● Assigned task
Could you count the lines in the data that contain "instance"? Reply with the number only.

= Beginning of Section =

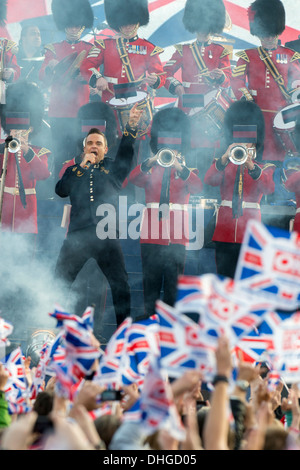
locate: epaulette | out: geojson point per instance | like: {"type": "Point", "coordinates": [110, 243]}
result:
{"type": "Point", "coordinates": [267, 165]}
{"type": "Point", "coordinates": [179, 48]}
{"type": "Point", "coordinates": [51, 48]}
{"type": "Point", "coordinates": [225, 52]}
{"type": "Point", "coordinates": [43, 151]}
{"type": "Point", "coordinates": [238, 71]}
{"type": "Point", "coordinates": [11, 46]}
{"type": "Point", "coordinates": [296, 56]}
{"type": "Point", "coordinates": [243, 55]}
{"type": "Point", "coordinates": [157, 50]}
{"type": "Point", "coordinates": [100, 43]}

= End of Section =
= Beginning of Section =

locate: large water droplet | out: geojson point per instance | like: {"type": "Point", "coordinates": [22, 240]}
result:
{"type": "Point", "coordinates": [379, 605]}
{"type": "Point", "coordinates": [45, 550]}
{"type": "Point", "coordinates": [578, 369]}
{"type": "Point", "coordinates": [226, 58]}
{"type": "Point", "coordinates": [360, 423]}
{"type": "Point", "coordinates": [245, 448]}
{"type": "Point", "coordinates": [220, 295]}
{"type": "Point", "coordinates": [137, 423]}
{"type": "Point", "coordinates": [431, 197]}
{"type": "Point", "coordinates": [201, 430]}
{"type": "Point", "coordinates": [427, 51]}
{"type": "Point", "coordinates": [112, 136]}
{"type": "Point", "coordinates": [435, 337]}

= End of Section =

● Exercise output
2